Risks Relating to Our Business and Operations

 

All of the value of our production and reserves is concentrated in a series of leases in Illinois, and any production problems or reductions in reserve estimates related to this property would adversely impact our business.

 

The Works Property has one currently producing well, constituting our total production for the year ended December 31, 2016. Management has performed its impairment tests on its oil and gas properties as of December 31, 2016 and has concluded that a full impairment reserve should be provided on the costs capitalized for its oil and gas properties consisting solely of the Company’s Works Property oil and gas assets located in the Albion Consolidated Field, Edwards County, Illinois. Therefore, an impairment charge of $1,051,702 has been included in operating expenses for the year ended December 31, 2016, which reduces the carrying amount of oil and gas properties to zero as of December 31, 2016. The impairment was primarily related to property that the Company does not expect to develop. If mechanical problems, storms or other events curtailed a substantial portion of this production, or if the actual reserves associated with this producing property are less than our estimated reserves, our results of operations and financial condition could be materially adversely affected. In addition, any expansion of operations and corresponding revenue from the Works Property will require a significant and capital expense that the Company currently does not have.

 

 7 

 

Our limited operating history may not serve as an adequate basis to judge our future prospects and results of operation.

 

We have a limited operating history on which to base an evaluation of our business and prospects. Our prospects must be considered in light of the risks, expenses and difficulties frequently encountered by companies in their early stages of development. We cannot assure you that we will be successful in addressing the risks we may encounter, and our failure to do so could have a material adverse effect on our business, prospects, financial condition and results of operations. Our future operating results will depend on many factors, including:

 

    Our ability to generate adequate working capital;
     
  The successful development and exploration of our properties;
     
  Market demand for natural gas and oil;
     
  The performance level of our competitors;
     
  Our ability to attract and retain key employees, and
     
  Our ability to efficiently explore, develop and produce sufficient quantities of marketable natural gas or oil in a highly competitive and speculative environment, while maintaining quality and controlling costs.

:: RECORDS PROVIDED ::
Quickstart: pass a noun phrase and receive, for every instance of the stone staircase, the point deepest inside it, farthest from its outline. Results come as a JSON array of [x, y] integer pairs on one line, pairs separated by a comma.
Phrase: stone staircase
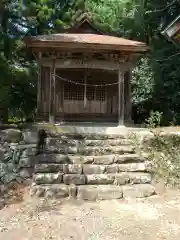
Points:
[[91, 167]]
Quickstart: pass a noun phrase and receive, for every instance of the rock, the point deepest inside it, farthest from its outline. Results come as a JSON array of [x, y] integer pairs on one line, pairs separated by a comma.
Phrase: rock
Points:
[[3, 169], [107, 142], [73, 168], [30, 136], [94, 142], [80, 159], [140, 178], [29, 152], [11, 135], [76, 179], [72, 150], [106, 159], [132, 167], [51, 191], [121, 179], [2, 203], [128, 158], [114, 168], [26, 162], [11, 167], [48, 178], [105, 192], [50, 167], [38, 191], [7, 178], [107, 150], [26, 173], [99, 179], [3, 189], [51, 158], [2, 157], [72, 190], [93, 169], [138, 191]]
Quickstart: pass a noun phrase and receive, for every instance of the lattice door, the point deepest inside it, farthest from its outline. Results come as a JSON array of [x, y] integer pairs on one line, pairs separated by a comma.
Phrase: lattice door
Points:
[[96, 97], [74, 97], [85, 99]]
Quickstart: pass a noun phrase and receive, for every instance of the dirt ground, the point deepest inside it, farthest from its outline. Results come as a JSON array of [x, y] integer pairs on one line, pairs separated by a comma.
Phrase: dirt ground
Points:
[[155, 218]]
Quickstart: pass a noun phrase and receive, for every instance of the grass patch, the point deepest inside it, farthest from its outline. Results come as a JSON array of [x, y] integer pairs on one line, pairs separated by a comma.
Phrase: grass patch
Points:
[[164, 153]]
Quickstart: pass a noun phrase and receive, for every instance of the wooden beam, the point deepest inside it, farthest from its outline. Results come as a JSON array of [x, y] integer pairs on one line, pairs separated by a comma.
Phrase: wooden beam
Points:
[[120, 97], [52, 94], [92, 64]]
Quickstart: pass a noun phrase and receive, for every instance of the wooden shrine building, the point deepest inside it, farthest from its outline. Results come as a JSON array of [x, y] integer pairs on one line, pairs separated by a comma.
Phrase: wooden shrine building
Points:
[[85, 75]]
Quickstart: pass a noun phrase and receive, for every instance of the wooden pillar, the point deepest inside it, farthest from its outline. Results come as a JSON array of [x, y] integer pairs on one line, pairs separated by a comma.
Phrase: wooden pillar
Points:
[[120, 97], [129, 97], [52, 94], [39, 89]]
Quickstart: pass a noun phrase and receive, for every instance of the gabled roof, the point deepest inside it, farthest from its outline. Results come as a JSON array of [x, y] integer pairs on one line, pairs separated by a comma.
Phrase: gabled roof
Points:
[[84, 35], [84, 25]]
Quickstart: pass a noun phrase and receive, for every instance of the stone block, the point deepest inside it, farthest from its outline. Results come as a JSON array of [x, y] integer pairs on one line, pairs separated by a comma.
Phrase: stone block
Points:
[[76, 179], [8, 177], [30, 136], [138, 191], [128, 158], [26, 173], [121, 179], [99, 179], [48, 178], [93, 143], [73, 169], [123, 150], [102, 192], [72, 191], [3, 169], [72, 159], [29, 152], [51, 158], [105, 159], [51, 191], [93, 169], [114, 168], [2, 156], [11, 135], [140, 178], [26, 162], [50, 167], [132, 167]]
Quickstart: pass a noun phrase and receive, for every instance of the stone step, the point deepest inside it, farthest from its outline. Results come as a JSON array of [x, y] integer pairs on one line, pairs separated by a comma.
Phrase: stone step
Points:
[[91, 168], [85, 136], [90, 150], [59, 142], [79, 159], [92, 179], [93, 192]]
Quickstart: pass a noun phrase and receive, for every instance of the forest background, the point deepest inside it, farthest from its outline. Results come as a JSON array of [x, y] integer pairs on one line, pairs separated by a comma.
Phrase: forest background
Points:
[[156, 78]]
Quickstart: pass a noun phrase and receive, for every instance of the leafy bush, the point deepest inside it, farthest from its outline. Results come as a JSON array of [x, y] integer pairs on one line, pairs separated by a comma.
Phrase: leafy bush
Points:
[[164, 154]]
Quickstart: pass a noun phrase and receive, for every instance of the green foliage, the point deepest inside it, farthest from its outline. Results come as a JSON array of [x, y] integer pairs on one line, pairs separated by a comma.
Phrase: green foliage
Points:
[[154, 120], [163, 151], [156, 83]]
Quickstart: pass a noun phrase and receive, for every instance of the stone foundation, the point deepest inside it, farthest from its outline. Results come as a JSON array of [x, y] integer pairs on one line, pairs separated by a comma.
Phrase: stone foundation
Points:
[[84, 166]]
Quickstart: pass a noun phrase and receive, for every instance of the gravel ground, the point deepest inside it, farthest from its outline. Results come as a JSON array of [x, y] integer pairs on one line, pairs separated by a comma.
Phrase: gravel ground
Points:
[[156, 218]]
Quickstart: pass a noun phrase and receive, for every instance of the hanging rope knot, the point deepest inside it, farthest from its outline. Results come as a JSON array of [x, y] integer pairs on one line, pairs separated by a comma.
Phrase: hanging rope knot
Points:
[[85, 84]]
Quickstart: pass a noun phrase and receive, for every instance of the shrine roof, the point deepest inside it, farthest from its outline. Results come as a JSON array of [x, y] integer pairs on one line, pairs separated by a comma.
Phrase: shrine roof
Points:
[[85, 35], [85, 40]]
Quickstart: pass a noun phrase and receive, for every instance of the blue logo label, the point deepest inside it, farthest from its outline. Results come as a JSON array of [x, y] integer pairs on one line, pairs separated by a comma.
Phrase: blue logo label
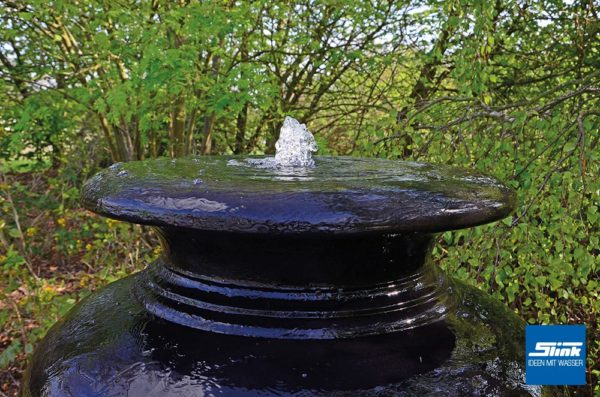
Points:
[[555, 355]]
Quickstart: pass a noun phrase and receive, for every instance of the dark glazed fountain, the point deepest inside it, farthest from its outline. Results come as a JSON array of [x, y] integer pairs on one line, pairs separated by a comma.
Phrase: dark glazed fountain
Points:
[[288, 276]]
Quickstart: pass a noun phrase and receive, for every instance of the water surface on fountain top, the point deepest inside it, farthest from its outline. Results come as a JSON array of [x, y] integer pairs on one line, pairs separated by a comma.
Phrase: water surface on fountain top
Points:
[[338, 195]]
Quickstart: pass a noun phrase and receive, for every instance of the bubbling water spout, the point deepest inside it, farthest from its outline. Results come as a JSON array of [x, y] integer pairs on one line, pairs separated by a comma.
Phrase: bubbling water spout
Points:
[[295, 145]]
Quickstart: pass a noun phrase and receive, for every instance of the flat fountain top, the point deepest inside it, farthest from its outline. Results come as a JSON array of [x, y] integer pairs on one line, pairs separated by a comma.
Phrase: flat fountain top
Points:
[[338, 195]]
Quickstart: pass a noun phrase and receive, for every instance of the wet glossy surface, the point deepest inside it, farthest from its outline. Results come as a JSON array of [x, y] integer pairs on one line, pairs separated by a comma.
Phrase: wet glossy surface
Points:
[[109, 345], [288, 282], [338, 195]]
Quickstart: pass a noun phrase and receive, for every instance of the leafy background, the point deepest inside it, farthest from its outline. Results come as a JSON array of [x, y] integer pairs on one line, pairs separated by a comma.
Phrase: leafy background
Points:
[[511, 88]]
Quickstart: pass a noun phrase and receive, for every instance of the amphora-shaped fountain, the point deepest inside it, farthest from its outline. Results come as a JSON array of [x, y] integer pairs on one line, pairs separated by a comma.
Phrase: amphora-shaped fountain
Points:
[[288, 276]]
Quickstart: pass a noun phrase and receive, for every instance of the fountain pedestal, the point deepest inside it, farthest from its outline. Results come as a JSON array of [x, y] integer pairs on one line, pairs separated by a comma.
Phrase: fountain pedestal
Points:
[[285, 281]]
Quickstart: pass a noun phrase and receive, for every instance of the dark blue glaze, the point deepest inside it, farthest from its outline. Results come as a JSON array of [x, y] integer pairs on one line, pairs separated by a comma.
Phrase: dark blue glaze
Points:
[[321, 286]]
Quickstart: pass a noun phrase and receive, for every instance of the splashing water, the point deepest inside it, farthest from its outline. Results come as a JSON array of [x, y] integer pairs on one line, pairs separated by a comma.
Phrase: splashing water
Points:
[[295, 145], [293, 149]]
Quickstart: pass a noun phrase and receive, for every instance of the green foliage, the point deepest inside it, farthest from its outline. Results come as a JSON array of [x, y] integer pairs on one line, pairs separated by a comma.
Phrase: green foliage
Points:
[[509, 88]]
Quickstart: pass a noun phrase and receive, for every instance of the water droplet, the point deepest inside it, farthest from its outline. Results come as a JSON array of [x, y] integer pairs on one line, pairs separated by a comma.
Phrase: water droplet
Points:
[[295, 145]]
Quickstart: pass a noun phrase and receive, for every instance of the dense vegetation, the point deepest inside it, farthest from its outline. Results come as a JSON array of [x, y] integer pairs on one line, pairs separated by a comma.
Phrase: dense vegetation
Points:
[[508, 87]]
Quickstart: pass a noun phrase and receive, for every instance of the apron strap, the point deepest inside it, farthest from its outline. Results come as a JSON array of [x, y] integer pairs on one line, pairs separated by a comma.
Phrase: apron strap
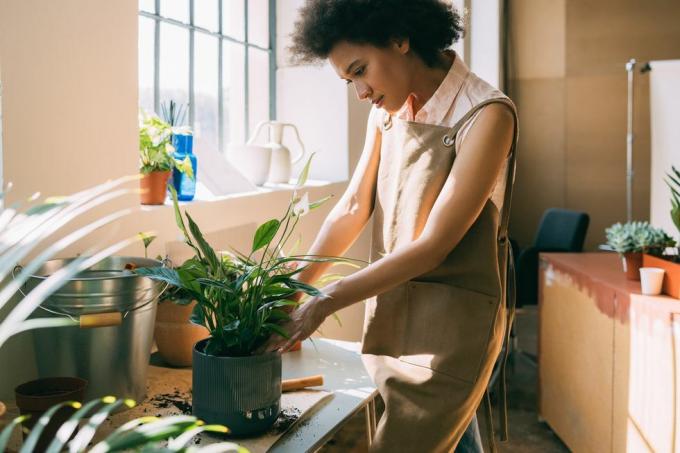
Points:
[[509, 272]]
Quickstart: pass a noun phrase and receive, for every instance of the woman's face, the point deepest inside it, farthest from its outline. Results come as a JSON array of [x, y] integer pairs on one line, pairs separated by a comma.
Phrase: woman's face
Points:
[[380, 75]]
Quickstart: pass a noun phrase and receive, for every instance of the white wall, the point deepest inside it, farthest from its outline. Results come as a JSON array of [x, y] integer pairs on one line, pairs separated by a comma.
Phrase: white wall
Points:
[[484, 40], [664, 97]]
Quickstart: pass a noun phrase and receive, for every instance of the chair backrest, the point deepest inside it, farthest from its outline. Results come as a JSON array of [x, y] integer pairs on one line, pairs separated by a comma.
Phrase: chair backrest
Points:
[[562, 230]]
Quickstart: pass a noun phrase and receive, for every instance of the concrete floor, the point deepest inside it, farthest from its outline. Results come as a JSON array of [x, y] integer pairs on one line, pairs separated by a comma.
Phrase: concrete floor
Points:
[[527, 434]]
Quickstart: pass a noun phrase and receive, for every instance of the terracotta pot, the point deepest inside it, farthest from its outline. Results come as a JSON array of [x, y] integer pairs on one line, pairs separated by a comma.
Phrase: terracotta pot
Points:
[[175, 335], [35, 397], [154, 187], [671, 280], [632, 262], [296, 347]]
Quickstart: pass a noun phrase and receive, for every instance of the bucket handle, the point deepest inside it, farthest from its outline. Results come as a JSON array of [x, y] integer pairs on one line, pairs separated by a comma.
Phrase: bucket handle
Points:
[[98, 319]]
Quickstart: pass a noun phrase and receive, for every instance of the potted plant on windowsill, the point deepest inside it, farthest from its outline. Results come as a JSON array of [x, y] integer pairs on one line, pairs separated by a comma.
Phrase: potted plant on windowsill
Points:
[[242, 300], [669, 262], [632, 239], [157, 160]]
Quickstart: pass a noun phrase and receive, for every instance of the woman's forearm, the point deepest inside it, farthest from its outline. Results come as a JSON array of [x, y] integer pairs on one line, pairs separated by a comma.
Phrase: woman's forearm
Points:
[[336, 236], [402, 265]]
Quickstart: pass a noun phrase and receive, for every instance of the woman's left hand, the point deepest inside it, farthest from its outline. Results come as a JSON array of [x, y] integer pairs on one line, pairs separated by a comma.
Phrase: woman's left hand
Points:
[[304, 321]]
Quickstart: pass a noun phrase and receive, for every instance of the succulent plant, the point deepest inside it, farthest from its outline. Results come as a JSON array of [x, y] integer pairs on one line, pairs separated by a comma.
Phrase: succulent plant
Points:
[[638, 236], [673, 182]]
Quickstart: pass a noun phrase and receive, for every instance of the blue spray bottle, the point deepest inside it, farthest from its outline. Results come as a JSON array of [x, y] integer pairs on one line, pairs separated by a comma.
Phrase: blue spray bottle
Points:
[[184, 185]]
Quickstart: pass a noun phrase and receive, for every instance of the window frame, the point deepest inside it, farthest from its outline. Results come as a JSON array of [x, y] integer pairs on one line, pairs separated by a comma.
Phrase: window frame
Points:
[[220, 34]]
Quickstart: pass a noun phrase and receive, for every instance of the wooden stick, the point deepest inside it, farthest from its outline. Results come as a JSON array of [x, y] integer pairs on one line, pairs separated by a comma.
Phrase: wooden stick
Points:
[[101, 320], [298, 383]]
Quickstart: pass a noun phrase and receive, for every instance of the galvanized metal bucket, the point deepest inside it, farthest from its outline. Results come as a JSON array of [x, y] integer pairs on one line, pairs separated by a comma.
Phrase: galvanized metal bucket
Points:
[[113, 359]]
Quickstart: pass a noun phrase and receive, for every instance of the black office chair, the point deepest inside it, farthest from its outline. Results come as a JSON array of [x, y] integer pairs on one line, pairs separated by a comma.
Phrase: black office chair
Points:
[[560, 230]]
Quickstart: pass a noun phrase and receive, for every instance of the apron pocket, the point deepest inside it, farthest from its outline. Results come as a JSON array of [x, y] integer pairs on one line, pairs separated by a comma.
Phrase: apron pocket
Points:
[[448, 328]]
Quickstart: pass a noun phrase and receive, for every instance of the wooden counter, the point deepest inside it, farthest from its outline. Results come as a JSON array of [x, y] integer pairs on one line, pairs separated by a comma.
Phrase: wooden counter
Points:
[[608, 357]]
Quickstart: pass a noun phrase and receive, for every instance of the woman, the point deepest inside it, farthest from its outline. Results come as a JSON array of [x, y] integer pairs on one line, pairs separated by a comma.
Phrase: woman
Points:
[[436, 176]]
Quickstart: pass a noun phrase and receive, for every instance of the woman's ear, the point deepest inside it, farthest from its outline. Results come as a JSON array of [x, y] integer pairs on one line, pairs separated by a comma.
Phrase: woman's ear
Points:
[[402, 45]]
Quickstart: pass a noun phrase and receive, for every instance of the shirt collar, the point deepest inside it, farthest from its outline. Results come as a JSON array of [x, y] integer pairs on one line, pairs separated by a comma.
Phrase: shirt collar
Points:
[[435, 109]]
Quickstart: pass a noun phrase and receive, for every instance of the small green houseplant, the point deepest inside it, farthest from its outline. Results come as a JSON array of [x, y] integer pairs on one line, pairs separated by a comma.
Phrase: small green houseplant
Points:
[[169, 434], [242, 299], [632, 239], [174, 333], [156, 158], [673, 182], [670, 262]]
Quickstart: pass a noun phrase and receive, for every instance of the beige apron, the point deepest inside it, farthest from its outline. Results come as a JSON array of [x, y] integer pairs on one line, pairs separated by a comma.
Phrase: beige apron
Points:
[[430, 344]]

:: PROBLEM STATEMENT ::
Copy out the risk-factors text word for word, beginning at the words "The performance level" and stopping after "and controlling costs.".

:: EXERCISE SOLUTION ::
The performance level of our competitors;
     
  Our ability to attract and retain key employees, and
     
  Our ability to efficiently explore, develop and produce sufficient quantities of marketable natural gas or oil in a highly competitive and speculative environment, while maintaining quality and controlling costs.